## [Listed records]

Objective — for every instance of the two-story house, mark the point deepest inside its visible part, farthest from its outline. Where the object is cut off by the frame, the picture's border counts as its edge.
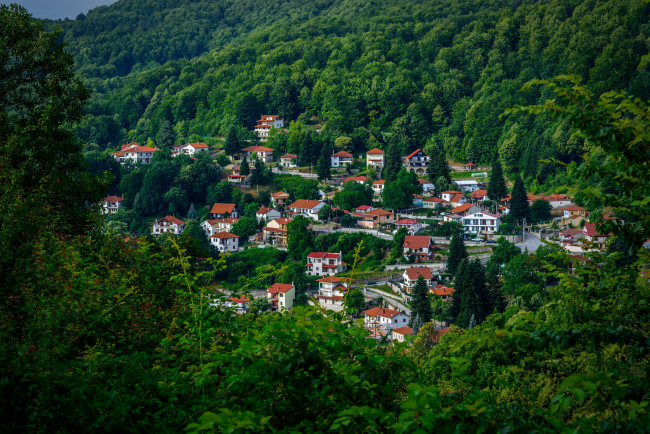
(419, 245)
(379, 321)
(262, 153)
(281, 296)
(135, 153)
(308, 208)
(341, 158)
(275, 232)
(225, 242)
(417, 161)
(324, 264)
(411, 275)
(265, 123)
(112, 204)
(224, 210)
(168, 224)
(375, 158)
(481, 223)
(331, 290)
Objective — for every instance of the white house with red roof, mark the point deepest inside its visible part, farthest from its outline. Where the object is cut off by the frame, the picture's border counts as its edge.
(331, 290)
(260, 152)
(267, 214)
(224, 242)
(399, 334)
(410, 277)
(189, 149)
(417, 161)
(135, 153)
(168, 224)
(420, 245)
(308, 208)
(378, 321)
(289, 160)
(375, 158)
(224, 210)
(341, 158)
(265, 123)
(481, 222)
(281, 296)
(112, 204)
(412, 226)
(324, 264)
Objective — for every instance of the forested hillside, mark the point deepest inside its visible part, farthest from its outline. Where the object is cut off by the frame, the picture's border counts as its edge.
(411, 72)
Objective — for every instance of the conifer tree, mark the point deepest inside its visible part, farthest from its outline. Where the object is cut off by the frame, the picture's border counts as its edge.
(420, 306)
(457, 252)
(519, 208)
(497, 185)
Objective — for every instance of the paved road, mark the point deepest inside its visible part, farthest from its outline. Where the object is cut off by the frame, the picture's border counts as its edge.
(530, 241)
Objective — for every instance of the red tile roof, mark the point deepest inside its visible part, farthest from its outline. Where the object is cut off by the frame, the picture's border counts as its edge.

## [What you are asked to do]
Transcribe each entry precisely as given, leaving the pictures out.

## [Result of this task]
Objective — for every instance of the two-story house, mark the point deepest inside its visible part, farthest from its outline. Where the object is cut off by the frame, the picture's border counts as its edge.
(419, 245)
(379, 321)
(262, 153)
(281, 296)
(135, 153)
(308, 208)
(341, 158)
(275, 232)
(225, 242)
(417, 161)
(324, 264)
(411, 275)
(265, 123)
(112, 204)
(224, 210)
(168, 224)
(375, 158)
(481, 223)
(331, 290)
Objective — for every instance of the white house with red roof, mark the point deepest inside its visible part, farthest from its outline. Where the object is cut off by the frame, the picture's border counts as its edge.
(331, 290)
(260, 152)
(267, 214)
(224, 242)
(399, 334)
(410, 277)
(189, 149)
(417, 161)
(135, 153)
(168, 224)
(420, 245)
(308, 208)
(378, 321)
(289, 160)
(375, 158)
(224, 210)
(341, 158)
(265, 123)
(481, 222)
(281, 296)
(112, 204)
(412, 226)
(324, 264)
Objective — for every instance of the forested hillside, mark the point deepest inside its visible part, farthest from its outline. Where the object is cut off by the frame, the picture's border counts as its edge.
(411, 72)
Objective — for every instance of the conifer tree, mark the point deepest inside its visible part, farthest from its outline. Where the object is cut off by the frame, the picture's border counts as its edge.
(420, 306)
(457, 252)
(519, 208)
(497, 185)
Objective — for every instance of the paved road, mark the point deepest inside its visible part, farthest from its outline. Where the object is cut off by the frame, the picture's border counts as its edge.
(530, 241)
Objective — for every instance of the red tile roof, mark the point deepest inside its visible part, farthest from its outline. Where the object is cut off by the frame, the picture's border counts as its edge.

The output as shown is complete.